## What the exercise asks
Write the records below out again exactly as given, with no images.

## Source records
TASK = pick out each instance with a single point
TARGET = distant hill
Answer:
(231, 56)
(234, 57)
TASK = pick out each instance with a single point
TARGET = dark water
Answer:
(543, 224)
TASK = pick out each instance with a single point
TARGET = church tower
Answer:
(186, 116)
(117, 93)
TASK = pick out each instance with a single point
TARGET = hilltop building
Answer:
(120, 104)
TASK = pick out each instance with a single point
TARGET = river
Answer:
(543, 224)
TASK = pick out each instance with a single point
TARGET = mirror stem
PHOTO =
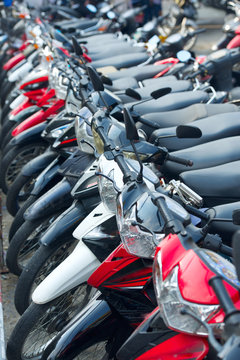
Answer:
(140, 174)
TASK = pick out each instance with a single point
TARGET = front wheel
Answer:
(19, 192)
(15, 159)
(187, 29)
(43, 262)
(25, 243)
(40, 324)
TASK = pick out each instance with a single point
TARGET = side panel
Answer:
(179, 347)
(56, 198)
(95, 323)
(74, 270)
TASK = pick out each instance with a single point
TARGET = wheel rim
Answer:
(30, 246)
(96, 352)
(22, 158)
(25, 191)
(52, 262)
(59, 313)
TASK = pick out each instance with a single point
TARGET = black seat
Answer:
(171, 102)
(176, 86)
(163, 81)
(217, 183)
(116, 49)
(213, 127)
(207, 155)
(120, 61)
(124, 83)
(225, 228)
(144, 92)
(152, 121)
(138, 72)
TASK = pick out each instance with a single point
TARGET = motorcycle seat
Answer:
(144, 92)
(125, 60)
(206, 155)
(212, 128)
(138, 72)
(107, 52)
(223, 212)
(170, 102)
(125, 82)
(152, 121)
(220, 181)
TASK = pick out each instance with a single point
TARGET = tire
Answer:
(40, 324)
(15, 159)
(43, 262)
(5, 90)
(19, 192)
(6, 132)
(25, 243)
(19, 219)
(192, 41)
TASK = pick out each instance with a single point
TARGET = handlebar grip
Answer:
(222, 295)
(179, 160)
(193, 75)
(91, 107)
(236, 252)
(197, 31)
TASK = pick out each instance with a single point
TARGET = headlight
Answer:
(106, 188)
(57, 132)
(61, 86)
(97, 140)
(83, 131)
(171, 302)
(137, 239)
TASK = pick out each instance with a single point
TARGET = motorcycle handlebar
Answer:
(222, 295)
(179, 160)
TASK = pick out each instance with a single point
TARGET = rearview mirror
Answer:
(95, 79)
(160, 92)
(187, 131)
(132, 93)
(131, 130)
(77, 48)
(184, 55)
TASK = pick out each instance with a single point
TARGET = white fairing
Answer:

## Written answer
TASK = pick out each instance with a single point
TARGET = distant hill
Answer:
(231, 56)
(234, 57)
TASK = pick out each instance with a single point
TARGET = dark water
Answer:
(543, 224)
TASK = pick out each instance with a single point
TARGET = church tower
Answer:
(186, 116)
(117, 93)
TASK = pick out each instance with a single point
TARGET = hilltop building
Answer:
(120, 104)
TASK = pick out each instance with a single point
TARGET = river
Answer:
(543, 224)
TASK = pick out each instance with a single point
TARGET = mirror stem
PHOTO =
Answer:
(140, 174)
TASK = pick out each instance with a single point
TARGET = front wheel
Answer:
(19, 192)
(15, 159)
(187, 29)
(43, 262)
(25, 243)
(40, 324)
TASK = pick out each instance with a single point
TARGET = side panel
Answer:
(179, 347)
(56, 198)
(95, 323)
(74, 270)
TASK = pick out each instance with a single point
TARGET = wheel rim
Answer:
(30, 246)
(96, 352)
(22, 158)
(25, 191)
(52, 262)
(59, 313)
TASK = pick out each instance with a single point
TARGET = black seat
Answer:
(171, 102)
(176, 86)
(163, 81)
(217, 183)
(116, 49)
(213, 127)
(207, 155)
(120, 61)
(124, 83)
(225, 228)
(144, 92)
(152, 121)
(138, 72)
TASK = pick out each instance with a single point
TARGET = motorcycle seat
Answer:
(144, 92)
(125, 60)
(206, 155)
(212, 128)
(138, 72)
(107, 52)
(223, 212)
(170, 102)
(125, 82)
(152, 121)
(220, 181)
TASK = pick out each instance with a single point
TARGET = tire
Answer:
(40, 324)
(15, 159)
(43, 262)
(5, 90)
(19, 192)
(6, 132)
(25, 243)
(19, 219)
(192, 41)
TASK = pick out each instance with a single point
TARGET = handlebar grip
Answer:
(222, 295)
(179, 160)
(193, 75)
(91, 107)
(236, 252)
(197, 31)
TASK = pick out each instance with a single point
TARGET = headlight
Answer:
(106, 188)
(57, 132)
(61, 86)
(97, 140)
(83, 131)
(171, 302)
(137, 239)
TASK = pick out each instance with a single point
TARGET = motorcycle handlebar
Answer:
(222, 295)
(179, 160)
TASK = pick out each instance with a single point
TARGET = rearview mirror
Answer:
(95, 79)
(160, 92)
(187, 131)
(132, 93)
(131, 130)
(77, 48)
(184, 55)
TASK = pick out each instance with a single point
TARGET = white fairing
Answer:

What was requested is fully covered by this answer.